Using the information »
[1] In the breast cancer toxicity abstract, how many patients underwent baseline metabolomic profiling, and which cohort did they come from?
[2] Write the next part of the breast cancer toxicity abstract, continuing from the end of the Methods section.

Reading text »
166P - Metabolomic prediction of breast cancer treatment toxicities

Background

Long term treatment related toxicity is a major issue for breast cancer patients in the adjuvant setting. Predicting toxicities may allow us to adapt the treatment strategy. We assessed whether the metabolomic profile of patients may predict long-term toxicities.

Methods

High-resolution untargeted metabolomics was performed at baseline for 857 ER-positive, HER2- breast cancer patients from the CANTO prospective cohort. Four metabolomic profiles per patient were produced: (i) shared and annotated metabolites (n=224), (ii) annotated but not always common metabolites (n=456), (iii) annotated but not always shared metabolites (n=766) and (iv) all metabolites (n=1693, FullMet). Samples were split into a discovery and validation set. We benchmarked algorithms adapted for high dimensional analysis (LASSO, Adaptive LASSO, machine learning, and deep learning) in order to select best models for prediction.

Entries shown »
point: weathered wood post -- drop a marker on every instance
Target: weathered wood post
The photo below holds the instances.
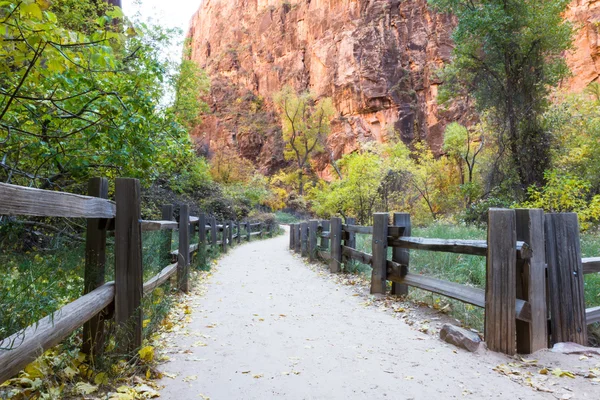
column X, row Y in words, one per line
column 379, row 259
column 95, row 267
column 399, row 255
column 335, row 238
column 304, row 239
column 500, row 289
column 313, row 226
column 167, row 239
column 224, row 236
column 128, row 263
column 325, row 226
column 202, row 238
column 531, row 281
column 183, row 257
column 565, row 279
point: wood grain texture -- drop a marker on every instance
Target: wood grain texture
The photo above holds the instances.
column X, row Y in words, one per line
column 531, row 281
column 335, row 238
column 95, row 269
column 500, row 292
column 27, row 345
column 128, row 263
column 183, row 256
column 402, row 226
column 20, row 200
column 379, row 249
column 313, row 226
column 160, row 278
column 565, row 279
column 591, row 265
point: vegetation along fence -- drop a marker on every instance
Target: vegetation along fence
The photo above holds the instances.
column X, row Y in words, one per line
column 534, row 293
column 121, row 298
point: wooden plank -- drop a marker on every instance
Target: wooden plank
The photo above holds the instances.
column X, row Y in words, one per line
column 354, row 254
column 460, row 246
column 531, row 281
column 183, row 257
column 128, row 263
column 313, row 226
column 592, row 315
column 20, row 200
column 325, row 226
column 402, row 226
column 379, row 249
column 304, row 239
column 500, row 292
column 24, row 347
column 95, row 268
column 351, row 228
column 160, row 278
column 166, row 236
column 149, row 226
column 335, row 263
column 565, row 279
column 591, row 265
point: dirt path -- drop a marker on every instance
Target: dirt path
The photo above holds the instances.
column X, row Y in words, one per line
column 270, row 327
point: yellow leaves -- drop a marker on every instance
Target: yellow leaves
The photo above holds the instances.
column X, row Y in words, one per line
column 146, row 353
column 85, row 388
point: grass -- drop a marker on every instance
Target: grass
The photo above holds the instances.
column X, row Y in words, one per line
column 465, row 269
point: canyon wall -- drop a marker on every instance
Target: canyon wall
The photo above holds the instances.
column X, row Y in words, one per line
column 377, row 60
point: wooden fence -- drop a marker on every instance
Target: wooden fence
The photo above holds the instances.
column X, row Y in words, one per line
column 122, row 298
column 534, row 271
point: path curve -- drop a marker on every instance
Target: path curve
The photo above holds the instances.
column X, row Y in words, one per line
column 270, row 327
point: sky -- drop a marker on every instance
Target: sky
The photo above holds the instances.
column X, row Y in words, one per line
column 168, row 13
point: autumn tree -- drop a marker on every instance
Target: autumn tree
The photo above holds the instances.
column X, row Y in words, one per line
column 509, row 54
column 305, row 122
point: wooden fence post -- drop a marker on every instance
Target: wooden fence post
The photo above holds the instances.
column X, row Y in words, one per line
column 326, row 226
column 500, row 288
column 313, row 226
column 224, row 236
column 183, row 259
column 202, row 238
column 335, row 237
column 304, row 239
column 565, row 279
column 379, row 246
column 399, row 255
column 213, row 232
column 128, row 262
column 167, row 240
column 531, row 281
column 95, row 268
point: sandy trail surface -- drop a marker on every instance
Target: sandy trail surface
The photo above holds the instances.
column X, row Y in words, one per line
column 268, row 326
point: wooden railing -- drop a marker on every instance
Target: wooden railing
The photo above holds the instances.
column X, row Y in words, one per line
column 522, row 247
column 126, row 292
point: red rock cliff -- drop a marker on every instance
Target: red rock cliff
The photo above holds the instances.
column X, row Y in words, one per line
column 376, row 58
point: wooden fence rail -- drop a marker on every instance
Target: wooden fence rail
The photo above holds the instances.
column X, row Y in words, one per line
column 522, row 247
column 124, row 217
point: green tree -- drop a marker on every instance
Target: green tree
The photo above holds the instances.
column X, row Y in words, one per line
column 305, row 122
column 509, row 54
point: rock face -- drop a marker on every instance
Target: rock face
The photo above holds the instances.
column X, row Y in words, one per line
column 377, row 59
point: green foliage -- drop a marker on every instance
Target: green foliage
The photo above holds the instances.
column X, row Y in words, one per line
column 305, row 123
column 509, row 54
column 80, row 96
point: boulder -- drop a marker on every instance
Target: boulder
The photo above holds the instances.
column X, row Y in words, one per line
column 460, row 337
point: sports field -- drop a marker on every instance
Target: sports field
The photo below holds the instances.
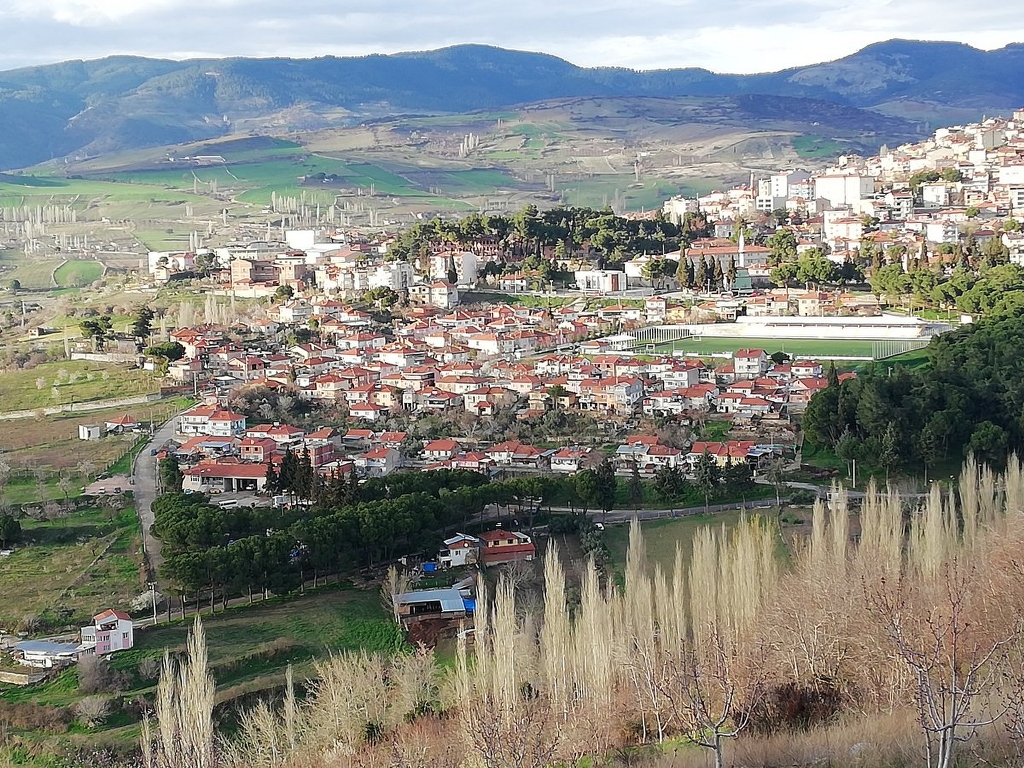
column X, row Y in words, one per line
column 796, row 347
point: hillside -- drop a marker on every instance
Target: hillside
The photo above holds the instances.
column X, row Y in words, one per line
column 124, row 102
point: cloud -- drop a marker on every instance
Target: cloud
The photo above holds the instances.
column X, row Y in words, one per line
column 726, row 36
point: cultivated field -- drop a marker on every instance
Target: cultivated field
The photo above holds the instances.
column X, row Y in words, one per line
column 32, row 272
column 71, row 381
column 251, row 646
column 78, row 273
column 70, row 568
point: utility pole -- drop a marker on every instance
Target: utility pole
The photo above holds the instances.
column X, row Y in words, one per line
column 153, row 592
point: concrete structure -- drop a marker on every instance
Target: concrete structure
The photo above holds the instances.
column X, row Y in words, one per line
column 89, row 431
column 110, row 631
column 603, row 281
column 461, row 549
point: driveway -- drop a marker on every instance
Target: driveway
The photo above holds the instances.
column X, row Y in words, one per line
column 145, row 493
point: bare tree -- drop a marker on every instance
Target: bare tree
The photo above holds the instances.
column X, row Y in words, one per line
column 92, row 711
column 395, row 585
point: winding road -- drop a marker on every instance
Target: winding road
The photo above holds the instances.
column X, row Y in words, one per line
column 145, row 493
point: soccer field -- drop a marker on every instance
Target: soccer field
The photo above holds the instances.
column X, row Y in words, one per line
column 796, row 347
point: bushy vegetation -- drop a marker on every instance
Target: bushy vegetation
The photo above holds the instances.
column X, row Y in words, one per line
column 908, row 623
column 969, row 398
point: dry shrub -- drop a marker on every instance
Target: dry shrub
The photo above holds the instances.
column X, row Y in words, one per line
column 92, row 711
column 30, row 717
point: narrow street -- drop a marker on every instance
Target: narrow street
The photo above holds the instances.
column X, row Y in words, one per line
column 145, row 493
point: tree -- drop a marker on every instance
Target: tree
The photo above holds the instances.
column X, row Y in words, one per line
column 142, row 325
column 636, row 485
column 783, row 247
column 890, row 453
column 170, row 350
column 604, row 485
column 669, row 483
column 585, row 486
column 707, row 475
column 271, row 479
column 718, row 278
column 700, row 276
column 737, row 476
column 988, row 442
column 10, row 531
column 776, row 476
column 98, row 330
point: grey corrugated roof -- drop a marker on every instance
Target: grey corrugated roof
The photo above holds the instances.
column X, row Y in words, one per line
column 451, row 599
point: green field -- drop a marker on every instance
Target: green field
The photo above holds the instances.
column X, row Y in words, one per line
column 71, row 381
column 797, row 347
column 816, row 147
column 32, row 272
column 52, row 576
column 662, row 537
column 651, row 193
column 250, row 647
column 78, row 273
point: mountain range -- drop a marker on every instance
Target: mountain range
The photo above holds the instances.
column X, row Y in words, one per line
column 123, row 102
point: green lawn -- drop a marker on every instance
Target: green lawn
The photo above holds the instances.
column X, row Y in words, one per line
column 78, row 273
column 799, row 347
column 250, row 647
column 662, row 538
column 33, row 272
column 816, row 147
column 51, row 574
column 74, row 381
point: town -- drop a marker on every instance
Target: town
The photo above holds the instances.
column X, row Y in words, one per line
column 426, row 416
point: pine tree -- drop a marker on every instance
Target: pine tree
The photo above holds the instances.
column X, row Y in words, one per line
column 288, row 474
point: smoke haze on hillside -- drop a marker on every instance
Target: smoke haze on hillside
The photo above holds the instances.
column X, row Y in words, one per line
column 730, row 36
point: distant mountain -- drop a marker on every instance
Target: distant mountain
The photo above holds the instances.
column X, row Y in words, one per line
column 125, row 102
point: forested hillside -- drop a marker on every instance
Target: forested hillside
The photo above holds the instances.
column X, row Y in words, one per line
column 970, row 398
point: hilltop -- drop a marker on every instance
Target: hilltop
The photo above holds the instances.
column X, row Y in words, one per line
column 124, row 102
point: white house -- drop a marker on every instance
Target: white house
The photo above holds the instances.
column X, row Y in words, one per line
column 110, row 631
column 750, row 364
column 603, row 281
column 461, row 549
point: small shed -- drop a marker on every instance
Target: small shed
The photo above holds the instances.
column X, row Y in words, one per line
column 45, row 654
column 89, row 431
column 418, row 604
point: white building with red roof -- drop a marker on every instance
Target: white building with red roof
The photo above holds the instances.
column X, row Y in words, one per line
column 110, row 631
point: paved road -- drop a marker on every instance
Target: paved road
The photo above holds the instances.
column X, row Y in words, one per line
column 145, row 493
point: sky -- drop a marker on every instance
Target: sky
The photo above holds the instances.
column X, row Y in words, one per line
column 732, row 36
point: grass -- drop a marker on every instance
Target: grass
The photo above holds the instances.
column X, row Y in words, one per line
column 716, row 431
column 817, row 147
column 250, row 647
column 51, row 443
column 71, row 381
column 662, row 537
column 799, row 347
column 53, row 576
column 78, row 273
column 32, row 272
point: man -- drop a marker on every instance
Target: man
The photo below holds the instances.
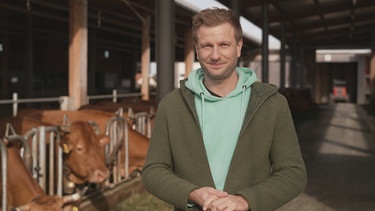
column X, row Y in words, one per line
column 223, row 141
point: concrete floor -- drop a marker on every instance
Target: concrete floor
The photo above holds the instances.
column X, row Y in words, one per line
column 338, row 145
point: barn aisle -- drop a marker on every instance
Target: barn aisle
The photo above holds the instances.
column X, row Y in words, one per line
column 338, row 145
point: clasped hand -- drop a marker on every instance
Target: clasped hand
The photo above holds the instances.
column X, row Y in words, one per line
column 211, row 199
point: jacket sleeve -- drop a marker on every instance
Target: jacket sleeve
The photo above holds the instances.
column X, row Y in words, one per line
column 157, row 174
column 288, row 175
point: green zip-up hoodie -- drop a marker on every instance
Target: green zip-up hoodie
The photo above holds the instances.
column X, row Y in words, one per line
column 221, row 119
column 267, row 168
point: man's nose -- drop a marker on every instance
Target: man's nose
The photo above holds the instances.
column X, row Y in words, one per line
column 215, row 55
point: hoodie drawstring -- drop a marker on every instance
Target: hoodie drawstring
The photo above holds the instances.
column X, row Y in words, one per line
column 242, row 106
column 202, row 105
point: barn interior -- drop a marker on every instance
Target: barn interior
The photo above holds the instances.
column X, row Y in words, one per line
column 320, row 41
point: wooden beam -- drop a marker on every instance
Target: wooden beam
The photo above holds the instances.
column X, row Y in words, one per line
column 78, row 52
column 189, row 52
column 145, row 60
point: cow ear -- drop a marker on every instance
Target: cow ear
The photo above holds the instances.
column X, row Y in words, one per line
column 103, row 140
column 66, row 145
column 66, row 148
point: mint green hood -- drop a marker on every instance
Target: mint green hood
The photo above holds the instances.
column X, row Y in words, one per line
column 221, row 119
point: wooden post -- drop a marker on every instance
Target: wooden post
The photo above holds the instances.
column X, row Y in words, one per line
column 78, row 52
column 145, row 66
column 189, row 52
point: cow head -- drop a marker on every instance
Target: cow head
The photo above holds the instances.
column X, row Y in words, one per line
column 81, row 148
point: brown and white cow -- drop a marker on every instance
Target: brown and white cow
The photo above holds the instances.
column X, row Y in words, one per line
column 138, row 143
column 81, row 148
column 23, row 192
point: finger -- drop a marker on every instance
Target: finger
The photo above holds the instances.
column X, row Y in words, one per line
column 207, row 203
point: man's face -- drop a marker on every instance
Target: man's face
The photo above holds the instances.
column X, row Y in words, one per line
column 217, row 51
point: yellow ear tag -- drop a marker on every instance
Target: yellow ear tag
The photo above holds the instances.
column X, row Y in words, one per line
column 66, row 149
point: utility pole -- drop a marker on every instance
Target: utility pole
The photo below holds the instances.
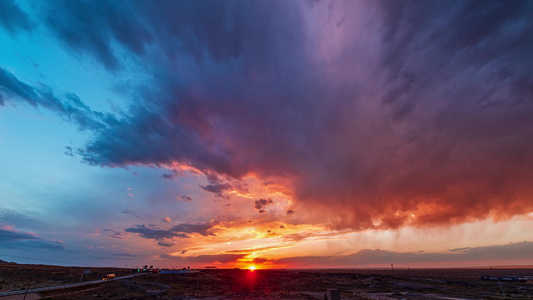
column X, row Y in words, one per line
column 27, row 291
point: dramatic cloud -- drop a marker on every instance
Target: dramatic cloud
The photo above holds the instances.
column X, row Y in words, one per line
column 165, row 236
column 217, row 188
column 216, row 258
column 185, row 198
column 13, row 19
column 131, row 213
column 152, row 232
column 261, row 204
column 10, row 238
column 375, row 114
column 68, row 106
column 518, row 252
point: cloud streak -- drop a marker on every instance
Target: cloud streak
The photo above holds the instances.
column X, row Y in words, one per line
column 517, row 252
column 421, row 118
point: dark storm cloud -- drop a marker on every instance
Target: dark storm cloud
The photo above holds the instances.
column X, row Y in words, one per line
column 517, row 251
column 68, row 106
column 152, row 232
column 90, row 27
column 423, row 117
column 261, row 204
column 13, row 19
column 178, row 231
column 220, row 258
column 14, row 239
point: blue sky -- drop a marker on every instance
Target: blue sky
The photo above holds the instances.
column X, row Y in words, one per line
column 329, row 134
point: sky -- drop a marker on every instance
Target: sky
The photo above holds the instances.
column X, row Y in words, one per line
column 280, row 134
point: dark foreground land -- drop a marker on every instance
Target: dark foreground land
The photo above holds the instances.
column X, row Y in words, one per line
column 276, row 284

Answers by task »
[1] 857 ER-positive, HER2- breast cancer patients from the CANTO prospective cohort.

[2]
Results

30.0% of patients were >65 years old, 24.4% <50 years old, 20.4% had BMI>30, 12.7% had previous history of neurological disorders, 6.1% had diabetes. 69.6% presented with pT1, 25.7% with pT2 and 3.4% with pT3; 11.1% had lymph node involvement. Among all benchmarked, adaptive LASSO was the most interesting statistical method with limited optimism bias. It also allows the selection of a subset of metabolites of particular interest. The addition of rare metabolites as well as non-annotated metabolites significantly increase the predictive power of models. Metabolic toxicity prediction mainly relied on endogenous metabolites while neurological toxicities were partly predicted using exogenous/environmental metabolites. In the validation set, compared to clinical data alone (AUC 0.50-0.54), addition of metabolomics data shows moderate (AUC = 0.55-0.60) but significant (p<0.05 adjusted for multiple comparison) predictive ability for neurological and metabolic toxicities.

Conclusions

Breast cancer patient metabolomic profile at baseline improves toxicity prediction after adjuvant chemotherapy, similar to what is reported for genomic fingerprints. Untargeted metabolomics allows the achievement of higher performance by taking into account environmental exposure, metabolites linked to microbiota as well as rare and uncommon metabolites.

Clinical trial identification

NCT01993498.

Editorial acknowledgement

Legal entity responsible for the study

The authors.

Funding

CANTO consortium.

Disclosure

All authors have declared no conflicts of interest.